» **WRITTEN REQUEST**: Please arrange the records below as a JSON list of strings, taking everything from the line containing "For the scoring pass, find every instance of the water" down to and including the line containing "218], [353, 213]]", with one string per line and blank lines left out.

▼

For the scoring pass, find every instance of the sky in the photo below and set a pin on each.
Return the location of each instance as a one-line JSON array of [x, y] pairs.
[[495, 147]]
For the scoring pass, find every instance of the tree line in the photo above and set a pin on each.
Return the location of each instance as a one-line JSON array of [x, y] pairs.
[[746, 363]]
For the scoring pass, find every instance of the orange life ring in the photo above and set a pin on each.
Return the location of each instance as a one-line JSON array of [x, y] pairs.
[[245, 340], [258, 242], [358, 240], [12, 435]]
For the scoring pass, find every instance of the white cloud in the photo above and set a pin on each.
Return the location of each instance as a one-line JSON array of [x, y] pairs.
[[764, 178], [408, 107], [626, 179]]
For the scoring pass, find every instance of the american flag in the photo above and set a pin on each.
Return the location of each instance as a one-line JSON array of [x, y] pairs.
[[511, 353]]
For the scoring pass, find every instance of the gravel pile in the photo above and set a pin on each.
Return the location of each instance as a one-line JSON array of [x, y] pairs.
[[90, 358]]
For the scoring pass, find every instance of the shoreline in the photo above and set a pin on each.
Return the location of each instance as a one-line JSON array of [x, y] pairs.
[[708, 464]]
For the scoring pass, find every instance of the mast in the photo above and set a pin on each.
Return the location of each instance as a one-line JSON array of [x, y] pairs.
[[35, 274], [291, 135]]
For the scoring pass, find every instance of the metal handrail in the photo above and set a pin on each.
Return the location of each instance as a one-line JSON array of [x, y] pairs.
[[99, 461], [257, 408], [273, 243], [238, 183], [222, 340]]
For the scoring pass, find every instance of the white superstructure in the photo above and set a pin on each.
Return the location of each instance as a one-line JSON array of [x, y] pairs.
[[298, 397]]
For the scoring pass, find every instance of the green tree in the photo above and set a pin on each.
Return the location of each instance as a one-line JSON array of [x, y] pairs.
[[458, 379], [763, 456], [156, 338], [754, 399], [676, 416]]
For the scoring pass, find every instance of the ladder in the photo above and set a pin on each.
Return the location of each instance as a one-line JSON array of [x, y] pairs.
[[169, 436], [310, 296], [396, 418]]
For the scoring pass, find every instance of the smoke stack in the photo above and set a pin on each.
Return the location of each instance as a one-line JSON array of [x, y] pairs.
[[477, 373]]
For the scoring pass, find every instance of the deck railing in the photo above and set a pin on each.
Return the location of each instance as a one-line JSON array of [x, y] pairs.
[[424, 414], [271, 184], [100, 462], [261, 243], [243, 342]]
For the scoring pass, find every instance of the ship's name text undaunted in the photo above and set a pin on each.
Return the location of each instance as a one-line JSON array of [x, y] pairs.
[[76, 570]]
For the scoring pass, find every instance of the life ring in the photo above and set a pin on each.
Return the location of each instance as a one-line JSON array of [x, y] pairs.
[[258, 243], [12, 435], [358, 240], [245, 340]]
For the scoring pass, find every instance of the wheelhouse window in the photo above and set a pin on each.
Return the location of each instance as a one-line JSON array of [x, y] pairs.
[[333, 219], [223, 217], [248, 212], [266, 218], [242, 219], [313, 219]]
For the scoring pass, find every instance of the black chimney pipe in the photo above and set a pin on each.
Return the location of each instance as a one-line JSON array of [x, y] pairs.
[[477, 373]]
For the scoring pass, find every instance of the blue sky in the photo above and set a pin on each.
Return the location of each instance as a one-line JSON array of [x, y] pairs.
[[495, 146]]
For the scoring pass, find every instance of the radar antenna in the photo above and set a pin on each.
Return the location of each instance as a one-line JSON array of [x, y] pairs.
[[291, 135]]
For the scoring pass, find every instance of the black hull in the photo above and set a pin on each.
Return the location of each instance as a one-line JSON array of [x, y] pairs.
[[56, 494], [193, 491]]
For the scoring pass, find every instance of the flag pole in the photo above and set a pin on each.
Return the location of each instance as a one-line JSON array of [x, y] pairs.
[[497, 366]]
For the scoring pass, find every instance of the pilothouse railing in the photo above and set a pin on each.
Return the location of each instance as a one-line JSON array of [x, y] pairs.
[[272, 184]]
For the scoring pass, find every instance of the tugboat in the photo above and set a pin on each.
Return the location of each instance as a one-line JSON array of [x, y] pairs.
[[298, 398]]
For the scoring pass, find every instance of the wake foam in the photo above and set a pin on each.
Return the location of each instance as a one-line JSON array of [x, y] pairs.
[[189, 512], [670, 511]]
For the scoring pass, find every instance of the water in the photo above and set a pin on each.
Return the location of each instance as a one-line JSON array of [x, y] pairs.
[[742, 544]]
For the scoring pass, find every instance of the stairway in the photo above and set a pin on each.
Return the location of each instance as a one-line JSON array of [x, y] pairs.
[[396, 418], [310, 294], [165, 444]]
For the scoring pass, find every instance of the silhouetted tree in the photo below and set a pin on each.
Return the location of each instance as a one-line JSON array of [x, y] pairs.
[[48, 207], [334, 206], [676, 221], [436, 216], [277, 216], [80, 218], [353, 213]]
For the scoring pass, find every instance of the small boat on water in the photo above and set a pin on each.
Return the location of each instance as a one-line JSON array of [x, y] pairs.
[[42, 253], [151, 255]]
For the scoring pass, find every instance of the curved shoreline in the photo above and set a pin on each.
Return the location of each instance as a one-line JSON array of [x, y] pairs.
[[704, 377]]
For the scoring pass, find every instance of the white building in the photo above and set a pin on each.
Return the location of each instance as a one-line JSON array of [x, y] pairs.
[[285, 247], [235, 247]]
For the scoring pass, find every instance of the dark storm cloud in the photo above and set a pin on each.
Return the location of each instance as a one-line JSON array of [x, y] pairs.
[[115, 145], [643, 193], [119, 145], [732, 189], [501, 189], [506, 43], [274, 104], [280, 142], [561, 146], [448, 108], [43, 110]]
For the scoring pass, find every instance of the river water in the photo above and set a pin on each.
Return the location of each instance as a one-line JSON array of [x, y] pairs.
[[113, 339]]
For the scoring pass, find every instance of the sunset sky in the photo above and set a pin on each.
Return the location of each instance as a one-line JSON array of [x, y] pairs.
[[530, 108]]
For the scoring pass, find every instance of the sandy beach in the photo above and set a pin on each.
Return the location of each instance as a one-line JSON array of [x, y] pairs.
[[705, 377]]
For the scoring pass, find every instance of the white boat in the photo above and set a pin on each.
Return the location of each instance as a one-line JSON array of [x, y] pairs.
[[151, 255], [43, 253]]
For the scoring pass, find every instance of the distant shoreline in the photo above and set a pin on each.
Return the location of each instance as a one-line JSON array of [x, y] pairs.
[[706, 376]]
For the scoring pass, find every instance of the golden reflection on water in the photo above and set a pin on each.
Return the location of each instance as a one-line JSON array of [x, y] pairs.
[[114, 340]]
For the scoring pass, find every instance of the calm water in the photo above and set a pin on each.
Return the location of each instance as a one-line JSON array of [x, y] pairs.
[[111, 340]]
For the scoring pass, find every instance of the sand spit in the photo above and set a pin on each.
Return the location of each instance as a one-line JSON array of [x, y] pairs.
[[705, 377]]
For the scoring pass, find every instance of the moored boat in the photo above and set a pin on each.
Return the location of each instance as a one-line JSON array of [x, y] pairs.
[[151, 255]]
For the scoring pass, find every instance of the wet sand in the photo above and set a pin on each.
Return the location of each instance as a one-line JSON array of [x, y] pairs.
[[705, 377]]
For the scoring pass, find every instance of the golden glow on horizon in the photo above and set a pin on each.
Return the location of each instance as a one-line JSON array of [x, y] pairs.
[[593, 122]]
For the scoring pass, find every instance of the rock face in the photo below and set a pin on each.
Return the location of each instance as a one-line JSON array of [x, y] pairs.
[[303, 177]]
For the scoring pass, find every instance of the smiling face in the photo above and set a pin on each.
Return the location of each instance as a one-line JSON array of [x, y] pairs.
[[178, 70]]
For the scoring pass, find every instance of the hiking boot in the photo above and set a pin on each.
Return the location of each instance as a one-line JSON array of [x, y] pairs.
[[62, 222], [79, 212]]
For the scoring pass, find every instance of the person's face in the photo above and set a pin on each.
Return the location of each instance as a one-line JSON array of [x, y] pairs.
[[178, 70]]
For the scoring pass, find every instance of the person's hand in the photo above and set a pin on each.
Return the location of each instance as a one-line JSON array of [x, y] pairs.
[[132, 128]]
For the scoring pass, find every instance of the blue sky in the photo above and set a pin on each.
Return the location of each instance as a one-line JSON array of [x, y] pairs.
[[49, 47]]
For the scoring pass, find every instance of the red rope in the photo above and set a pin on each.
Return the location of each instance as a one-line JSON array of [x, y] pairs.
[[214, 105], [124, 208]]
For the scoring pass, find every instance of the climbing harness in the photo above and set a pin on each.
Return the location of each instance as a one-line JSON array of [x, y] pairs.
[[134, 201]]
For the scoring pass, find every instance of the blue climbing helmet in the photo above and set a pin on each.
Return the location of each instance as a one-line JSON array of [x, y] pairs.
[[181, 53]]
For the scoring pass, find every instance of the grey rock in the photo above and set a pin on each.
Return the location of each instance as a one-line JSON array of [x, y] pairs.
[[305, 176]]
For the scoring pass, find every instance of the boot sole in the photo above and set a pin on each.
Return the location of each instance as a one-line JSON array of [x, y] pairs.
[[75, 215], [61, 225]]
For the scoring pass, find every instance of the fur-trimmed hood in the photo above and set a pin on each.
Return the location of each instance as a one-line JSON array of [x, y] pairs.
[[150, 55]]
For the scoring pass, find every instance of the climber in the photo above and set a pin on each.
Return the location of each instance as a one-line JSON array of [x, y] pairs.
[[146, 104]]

▲

» **RESULT**:
[
  "For the scoring pass, find every instance of the water in the photo above and set a pin on each.",
  "Return the location of each instance as a one-line JSON array of [x, y] pairs.",
  "[[742, 544]]",
  "For the scoring pass, find every instance of the stairway in the photo above and set a pin on each.",
  "Return the location of each instance as a one-line JSON array of [x, y] pairs.",
  "[[396, 418], [310, 294], [165, 444]]",
  "For the scoring pass, find every instance of the silhouetted tree in the photo below and set a pin on each.",
  "Return the location of each instance as a one-line JSON array of [x, y] pairs.",
  "[[48, 207], [334, 206], [676, 221], [436, 216], [277, 216], [80, 218], [353, 213]]"
]